"""

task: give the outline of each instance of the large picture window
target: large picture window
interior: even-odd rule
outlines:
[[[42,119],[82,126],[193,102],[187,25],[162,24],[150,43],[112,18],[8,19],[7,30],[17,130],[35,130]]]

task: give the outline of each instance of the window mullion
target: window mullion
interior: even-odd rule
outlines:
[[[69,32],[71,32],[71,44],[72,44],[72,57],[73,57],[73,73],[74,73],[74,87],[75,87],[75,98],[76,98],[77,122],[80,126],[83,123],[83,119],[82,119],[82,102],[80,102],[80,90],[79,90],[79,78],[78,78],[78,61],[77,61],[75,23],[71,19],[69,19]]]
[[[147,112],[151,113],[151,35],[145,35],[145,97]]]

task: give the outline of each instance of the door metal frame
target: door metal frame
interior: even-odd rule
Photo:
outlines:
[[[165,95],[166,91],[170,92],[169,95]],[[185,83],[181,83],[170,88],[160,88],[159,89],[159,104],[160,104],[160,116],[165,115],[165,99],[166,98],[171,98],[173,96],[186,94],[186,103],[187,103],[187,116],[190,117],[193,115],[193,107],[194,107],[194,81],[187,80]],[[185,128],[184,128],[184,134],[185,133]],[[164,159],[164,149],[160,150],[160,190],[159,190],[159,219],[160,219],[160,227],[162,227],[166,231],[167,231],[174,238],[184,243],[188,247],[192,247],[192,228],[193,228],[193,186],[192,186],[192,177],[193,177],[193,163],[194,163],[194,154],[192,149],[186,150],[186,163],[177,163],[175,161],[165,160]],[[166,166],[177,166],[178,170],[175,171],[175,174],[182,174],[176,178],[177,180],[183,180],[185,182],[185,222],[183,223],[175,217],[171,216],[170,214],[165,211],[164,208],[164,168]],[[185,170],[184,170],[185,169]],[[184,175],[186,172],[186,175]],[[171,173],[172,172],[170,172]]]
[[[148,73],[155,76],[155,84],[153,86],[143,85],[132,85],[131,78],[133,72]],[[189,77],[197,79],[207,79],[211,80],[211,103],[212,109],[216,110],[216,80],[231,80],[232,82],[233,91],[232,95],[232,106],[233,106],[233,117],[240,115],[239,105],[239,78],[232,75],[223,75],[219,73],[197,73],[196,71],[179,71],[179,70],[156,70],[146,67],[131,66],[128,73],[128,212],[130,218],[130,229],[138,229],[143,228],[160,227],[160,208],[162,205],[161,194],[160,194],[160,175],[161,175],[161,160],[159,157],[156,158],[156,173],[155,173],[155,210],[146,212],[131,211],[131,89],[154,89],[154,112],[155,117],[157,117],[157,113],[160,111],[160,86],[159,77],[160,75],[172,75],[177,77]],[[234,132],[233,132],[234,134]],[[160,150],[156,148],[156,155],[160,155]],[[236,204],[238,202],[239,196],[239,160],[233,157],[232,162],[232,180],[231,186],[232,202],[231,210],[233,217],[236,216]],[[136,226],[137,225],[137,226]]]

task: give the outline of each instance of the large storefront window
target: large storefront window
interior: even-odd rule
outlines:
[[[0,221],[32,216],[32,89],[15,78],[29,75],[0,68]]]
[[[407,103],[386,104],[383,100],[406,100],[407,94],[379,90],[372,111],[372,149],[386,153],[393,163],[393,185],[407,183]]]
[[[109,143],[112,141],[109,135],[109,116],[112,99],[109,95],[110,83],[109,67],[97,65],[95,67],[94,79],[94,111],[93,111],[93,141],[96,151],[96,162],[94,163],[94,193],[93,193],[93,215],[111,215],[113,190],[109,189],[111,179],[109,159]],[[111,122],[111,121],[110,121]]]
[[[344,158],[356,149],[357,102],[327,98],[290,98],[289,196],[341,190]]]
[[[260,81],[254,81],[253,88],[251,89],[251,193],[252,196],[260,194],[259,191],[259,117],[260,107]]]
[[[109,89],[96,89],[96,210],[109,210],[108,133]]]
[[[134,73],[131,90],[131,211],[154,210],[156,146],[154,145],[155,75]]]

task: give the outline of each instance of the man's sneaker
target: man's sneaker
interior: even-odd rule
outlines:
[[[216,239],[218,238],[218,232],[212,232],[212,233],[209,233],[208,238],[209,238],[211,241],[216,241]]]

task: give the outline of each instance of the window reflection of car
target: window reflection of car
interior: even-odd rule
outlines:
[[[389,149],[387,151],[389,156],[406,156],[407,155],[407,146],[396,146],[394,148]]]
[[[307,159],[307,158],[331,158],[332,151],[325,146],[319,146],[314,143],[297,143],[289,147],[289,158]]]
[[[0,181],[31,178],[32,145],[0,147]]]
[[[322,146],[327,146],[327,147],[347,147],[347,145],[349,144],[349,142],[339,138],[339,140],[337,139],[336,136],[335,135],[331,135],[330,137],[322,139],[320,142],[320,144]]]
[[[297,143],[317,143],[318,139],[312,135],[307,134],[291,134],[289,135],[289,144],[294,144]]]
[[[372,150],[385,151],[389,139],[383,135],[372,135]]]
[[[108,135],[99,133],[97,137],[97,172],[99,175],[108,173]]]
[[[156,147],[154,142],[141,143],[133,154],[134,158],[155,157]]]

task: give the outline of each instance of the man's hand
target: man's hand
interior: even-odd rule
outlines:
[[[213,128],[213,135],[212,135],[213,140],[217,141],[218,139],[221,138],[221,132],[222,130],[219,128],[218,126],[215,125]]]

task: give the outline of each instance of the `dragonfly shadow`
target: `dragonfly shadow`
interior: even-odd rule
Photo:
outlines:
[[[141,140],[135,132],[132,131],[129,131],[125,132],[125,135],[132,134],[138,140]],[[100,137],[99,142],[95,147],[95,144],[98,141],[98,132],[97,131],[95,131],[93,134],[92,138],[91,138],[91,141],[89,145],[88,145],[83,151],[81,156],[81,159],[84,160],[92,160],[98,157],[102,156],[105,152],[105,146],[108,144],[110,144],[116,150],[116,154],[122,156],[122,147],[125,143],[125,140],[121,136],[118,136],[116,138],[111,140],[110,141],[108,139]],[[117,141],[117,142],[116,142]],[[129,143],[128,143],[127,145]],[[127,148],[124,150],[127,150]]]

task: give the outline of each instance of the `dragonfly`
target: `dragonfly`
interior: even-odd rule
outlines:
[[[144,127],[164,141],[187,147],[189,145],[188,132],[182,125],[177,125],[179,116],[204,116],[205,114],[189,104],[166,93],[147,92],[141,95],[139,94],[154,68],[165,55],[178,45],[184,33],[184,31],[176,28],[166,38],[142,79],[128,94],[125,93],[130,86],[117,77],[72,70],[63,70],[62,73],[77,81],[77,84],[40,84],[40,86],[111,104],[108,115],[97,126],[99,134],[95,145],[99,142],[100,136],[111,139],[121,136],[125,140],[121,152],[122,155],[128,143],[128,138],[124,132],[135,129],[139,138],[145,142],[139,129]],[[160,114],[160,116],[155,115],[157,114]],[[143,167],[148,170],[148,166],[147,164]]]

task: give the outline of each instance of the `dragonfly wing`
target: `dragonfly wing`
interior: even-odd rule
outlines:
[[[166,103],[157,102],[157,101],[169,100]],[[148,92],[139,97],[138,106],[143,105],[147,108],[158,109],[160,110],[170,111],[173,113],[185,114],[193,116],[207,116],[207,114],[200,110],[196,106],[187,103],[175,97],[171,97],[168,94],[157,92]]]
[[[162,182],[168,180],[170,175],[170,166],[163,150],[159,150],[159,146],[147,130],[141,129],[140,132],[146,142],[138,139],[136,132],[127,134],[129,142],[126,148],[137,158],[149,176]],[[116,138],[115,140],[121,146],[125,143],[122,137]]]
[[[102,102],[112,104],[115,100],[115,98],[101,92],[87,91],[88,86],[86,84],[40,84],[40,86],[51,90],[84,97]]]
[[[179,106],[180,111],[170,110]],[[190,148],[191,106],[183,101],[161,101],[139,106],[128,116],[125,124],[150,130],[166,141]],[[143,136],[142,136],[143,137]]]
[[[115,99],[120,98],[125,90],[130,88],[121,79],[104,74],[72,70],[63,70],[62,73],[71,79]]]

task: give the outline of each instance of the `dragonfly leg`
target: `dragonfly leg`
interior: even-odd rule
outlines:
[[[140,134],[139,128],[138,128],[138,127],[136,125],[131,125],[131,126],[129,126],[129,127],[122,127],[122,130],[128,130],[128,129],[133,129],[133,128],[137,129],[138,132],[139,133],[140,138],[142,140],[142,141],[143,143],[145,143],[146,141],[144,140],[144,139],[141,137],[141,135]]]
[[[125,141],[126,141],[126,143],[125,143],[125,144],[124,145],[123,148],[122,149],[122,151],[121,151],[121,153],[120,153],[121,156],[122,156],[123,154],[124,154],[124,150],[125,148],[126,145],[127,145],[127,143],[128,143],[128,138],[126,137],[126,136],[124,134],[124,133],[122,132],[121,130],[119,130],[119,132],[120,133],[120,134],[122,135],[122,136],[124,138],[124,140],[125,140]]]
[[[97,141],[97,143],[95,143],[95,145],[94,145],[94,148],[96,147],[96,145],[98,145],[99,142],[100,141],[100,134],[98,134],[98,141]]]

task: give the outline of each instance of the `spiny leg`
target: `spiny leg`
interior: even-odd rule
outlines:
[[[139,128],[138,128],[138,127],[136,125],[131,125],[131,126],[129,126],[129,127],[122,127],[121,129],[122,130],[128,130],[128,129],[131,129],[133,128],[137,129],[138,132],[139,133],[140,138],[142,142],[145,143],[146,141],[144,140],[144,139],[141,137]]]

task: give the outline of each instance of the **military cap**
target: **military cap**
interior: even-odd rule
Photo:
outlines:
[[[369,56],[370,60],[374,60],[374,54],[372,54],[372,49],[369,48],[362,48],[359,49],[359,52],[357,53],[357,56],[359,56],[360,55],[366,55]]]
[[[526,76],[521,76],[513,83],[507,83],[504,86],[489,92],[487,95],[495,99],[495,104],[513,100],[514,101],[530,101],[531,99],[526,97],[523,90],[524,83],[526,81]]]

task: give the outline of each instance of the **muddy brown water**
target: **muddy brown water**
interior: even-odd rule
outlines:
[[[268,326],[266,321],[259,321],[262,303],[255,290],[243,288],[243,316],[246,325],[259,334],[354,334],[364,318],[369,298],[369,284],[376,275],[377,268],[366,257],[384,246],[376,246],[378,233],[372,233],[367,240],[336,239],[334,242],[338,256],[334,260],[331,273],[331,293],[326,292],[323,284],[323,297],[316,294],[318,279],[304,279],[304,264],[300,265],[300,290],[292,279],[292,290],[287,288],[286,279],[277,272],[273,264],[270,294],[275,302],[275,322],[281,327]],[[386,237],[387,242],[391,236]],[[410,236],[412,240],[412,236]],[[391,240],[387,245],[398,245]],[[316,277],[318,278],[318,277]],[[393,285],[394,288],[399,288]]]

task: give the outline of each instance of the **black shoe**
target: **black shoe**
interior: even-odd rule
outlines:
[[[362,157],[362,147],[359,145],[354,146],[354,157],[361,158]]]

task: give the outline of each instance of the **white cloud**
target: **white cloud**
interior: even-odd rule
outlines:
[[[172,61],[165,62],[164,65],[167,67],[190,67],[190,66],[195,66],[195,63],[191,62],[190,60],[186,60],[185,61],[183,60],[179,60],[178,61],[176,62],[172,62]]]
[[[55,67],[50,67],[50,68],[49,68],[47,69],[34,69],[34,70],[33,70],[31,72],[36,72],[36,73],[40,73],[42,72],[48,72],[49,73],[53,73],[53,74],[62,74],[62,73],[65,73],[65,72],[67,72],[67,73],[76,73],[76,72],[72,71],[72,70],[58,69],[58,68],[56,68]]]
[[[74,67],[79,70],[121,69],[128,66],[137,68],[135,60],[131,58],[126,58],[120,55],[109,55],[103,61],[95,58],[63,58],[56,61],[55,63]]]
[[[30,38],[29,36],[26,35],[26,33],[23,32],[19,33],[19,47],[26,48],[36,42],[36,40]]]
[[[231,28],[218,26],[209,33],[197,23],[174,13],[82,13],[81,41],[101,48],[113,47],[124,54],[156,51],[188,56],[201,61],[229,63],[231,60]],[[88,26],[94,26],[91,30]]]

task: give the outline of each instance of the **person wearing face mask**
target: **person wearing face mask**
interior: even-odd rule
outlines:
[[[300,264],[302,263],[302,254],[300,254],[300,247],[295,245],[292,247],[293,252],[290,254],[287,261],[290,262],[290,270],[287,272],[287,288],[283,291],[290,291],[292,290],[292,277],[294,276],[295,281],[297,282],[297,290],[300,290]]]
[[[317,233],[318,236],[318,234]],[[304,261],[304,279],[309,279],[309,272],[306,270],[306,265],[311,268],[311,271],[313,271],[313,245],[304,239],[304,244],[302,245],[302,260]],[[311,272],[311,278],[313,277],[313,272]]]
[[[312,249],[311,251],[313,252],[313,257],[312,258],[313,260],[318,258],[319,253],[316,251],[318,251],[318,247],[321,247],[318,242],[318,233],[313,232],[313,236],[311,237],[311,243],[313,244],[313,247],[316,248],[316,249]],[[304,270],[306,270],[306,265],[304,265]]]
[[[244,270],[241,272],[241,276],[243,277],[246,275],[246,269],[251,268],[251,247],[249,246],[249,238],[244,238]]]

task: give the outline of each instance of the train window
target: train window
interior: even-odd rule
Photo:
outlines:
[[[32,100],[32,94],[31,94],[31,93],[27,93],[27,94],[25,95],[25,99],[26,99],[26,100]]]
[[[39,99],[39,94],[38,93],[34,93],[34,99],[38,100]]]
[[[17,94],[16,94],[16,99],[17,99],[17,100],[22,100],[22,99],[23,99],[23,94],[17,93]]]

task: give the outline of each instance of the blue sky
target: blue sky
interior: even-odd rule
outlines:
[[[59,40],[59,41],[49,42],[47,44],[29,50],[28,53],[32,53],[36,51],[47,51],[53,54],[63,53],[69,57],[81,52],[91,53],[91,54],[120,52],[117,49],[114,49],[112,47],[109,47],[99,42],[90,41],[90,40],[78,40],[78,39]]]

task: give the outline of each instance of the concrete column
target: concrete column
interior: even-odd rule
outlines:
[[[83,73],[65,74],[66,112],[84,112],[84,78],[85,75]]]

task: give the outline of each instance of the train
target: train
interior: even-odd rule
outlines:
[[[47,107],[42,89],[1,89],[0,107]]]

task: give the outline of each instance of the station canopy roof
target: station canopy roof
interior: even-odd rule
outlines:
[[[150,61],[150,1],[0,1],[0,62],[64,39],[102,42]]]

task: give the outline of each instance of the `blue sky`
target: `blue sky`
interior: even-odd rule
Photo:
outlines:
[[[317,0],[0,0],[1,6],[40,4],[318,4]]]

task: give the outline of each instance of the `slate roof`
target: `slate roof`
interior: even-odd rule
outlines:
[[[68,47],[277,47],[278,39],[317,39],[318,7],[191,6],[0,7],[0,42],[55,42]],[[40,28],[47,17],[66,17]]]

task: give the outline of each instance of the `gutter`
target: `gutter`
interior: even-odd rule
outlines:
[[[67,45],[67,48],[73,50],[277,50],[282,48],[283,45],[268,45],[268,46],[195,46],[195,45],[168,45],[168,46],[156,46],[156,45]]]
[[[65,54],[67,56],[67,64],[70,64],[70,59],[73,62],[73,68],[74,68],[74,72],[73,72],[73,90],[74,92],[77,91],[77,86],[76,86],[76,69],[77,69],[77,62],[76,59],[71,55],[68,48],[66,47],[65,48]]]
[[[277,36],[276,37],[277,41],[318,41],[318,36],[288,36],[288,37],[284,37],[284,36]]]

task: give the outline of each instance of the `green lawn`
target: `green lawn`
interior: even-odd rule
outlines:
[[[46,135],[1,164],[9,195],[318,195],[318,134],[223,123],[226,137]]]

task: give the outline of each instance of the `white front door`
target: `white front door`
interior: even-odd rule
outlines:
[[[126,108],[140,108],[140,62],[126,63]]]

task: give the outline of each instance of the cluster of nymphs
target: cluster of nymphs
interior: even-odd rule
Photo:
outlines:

"""

▶ WORK REQUIRED
Please copy the entries above from their first line through the line containing "[[[147,112],[151,113],[151,35],[145,35],[145,97]]]", shifting each polygon outline by adding 99 to every one of its coordinates and leaving all other lines unchanged.

▶ RESPONSE
task: give the outline of each instance of the large picture window
target: large picture window
interior: even-odd rule
outlines:
[[[141,218],[181,225],[292,201],[286,124],[261,123],[249,142],[211,117],[107,118],[106,129],[116,229],[134,229]]]

task: give the outline of each instance of the window mullion
target: window mullion
interior: even-odd rule
outlines:
[[[168,131],[170,131],[170,143],[171,143],[171,156],[172,156],[172,172],[173,172],[173,186],[174,186],[174,197],[175,197],[176,221],[179,225],[182,222],[182,218],[181,218],[181,201],[179,201],[179,189],[178,189],[178,177],[177,177],[177,160],[176,160],[174,122],[170,118],[168,118]]]
[[[246,211],[250,212],[250,134],[244,134],[244,196]]]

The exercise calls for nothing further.